■ **Opdracht**:
Filter de lijst alsjeblieft en neem elke regel over waarin het woord "yellow" voorkomt. Hoofdletters en kleine letters tellen mee.

[Een reeks records]
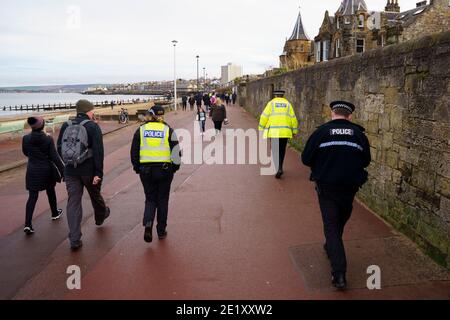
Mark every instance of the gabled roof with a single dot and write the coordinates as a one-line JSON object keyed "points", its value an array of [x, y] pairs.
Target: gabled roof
{"points": [[408, 17], [299, 31], [349, 7]]}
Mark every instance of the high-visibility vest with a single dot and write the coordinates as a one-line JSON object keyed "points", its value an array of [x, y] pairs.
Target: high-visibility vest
{"points": [[278, 119], [155, 145]]}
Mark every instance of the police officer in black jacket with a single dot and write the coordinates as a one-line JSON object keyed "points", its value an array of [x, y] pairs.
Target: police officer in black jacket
{"points": [[338, 153], [155, 156]]}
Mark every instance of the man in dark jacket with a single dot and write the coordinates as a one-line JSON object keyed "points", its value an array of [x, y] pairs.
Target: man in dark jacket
{"points": [[155, 156], [88, 174], [337, 153], [44, 169]]}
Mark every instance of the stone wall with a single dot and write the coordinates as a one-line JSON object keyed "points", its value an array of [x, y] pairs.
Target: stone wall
{"points": [[435, 19], [402, 93]]}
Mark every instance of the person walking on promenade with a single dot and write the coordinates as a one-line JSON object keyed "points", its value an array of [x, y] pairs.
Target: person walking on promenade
{"points": [[199, 99], [207, 101], [191, 102], [156, 157], [184, 102], [201, 118], [218, 114], [80, 144], [227, 99], [279, 123], [338, 153], [44, 170]]}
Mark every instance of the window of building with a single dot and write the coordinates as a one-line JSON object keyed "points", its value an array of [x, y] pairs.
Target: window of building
{"points": [[361, 21], [317, 46], [326, 50], [338, 48], [360, 45]]}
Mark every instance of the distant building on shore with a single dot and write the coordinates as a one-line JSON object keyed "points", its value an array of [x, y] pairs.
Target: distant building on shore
{"points": [[230, 72], [355, 29], [297, 49]]}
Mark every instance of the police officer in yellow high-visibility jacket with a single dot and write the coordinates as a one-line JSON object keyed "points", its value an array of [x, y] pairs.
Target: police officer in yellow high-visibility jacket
{"points": [[279, 123], [155, 156]]}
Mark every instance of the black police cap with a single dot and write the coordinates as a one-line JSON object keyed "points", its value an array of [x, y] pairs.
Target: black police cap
{"points": [[350, 107], [156, 111]]}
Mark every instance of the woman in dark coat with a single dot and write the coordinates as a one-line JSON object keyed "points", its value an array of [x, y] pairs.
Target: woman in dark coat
{"points": [[218, 114], [41, 170]]}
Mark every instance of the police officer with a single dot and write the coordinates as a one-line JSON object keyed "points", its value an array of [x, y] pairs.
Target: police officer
{"points": [[337, 153], [279, 123], [155, 156]]}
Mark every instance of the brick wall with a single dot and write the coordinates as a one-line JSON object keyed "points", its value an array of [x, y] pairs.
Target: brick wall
{"points": [[402, 94]]}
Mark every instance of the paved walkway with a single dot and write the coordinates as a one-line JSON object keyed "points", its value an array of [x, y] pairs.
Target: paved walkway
{"points": [[233, 234]]}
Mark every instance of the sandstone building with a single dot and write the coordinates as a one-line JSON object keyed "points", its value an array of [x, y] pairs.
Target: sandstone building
{"points": [[355, 29], [297, 48]]}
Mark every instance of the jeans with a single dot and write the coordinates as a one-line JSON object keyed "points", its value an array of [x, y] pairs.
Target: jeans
{"points": [[31, 204], [281, 145], [336, 205], [218, 125], [156, 181], [75, 186]]}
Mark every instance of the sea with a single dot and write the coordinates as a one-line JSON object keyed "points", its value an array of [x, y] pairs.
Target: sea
{"points": [[35, 98]]}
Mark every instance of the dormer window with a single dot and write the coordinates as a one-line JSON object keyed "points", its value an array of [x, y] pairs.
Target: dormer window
{"points": [[361, 21], [360, 45]]}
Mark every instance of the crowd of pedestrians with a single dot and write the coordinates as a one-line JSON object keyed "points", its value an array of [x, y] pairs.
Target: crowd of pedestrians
{"points": [[337, 153]]}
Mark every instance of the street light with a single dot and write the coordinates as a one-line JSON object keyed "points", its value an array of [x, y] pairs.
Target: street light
{"points": [[175, 72], [198, 86], [204, 78]]}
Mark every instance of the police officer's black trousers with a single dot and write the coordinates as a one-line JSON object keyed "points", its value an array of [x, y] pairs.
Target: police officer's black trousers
{"points": [[156, 181], [336, 205], [279, 144]]}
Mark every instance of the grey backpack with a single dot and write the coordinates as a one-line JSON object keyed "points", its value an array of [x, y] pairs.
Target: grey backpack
{"points": [[75, 142]]}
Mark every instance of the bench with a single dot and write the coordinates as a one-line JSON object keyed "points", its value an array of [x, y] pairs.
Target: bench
{"points": [[12, 127], [58, 120]]}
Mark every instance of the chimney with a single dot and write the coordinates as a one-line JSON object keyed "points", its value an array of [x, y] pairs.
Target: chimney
{"points": [[421, 4]]}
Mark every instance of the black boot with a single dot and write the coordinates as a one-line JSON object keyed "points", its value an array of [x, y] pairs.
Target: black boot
{"points": [[339, 281], [279, 174], [148, 237]]}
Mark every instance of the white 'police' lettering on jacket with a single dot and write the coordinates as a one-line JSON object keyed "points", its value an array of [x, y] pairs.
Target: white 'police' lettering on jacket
{"points": [[154, 134], [341, 132]]}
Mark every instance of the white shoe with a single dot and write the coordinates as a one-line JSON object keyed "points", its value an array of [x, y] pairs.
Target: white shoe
{"points": [[28, 230], [54, 218]]}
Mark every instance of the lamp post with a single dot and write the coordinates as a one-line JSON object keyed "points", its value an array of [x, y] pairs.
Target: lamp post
{"points": [[175, 72], [204, 78], [198, 86]]}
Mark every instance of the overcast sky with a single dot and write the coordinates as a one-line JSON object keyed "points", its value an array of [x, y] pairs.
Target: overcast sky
{"points": [[111, 41]]}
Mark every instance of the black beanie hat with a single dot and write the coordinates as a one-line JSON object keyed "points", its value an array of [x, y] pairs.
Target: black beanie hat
{"points": [[84, 106]]}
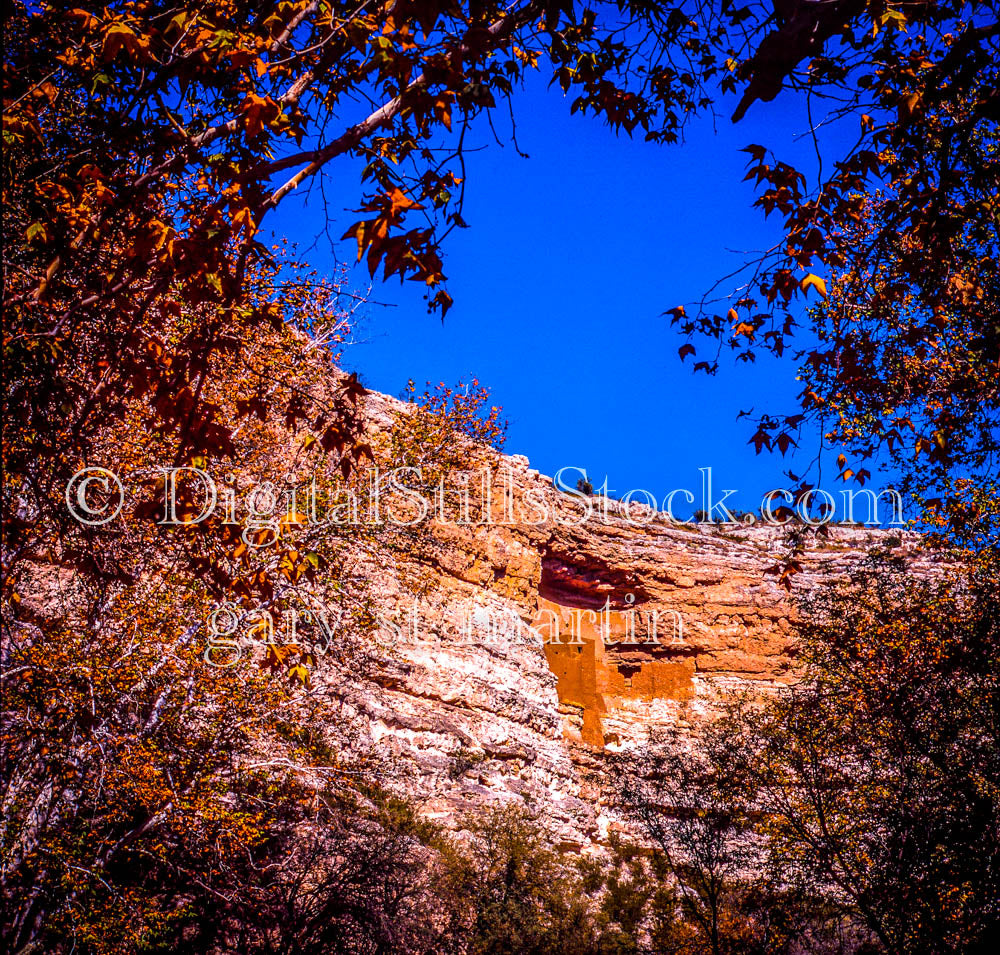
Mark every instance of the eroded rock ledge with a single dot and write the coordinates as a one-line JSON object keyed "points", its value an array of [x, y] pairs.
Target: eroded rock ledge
{"points": [[498, 714]]}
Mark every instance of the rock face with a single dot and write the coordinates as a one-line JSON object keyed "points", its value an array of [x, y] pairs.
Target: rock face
{"points": [[527, 644]]}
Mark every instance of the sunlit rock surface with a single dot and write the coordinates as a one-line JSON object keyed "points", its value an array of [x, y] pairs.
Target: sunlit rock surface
{"points": [[499, 686]]}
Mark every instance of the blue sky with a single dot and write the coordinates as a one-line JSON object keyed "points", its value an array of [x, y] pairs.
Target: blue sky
{"points": [[559, 289]]}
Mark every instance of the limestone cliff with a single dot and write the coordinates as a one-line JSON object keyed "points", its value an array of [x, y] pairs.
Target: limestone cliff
{"points": [[499, 685]]}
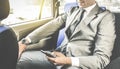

■ **Oplossing**:
Mark every instance of the police officer in yellow high-visibility jacket with a single dot and write the coordinates as a one-line JSON object keyed "points", its value an array of [x, y] pairs.
Target: police officer in yellow high-visibility jacket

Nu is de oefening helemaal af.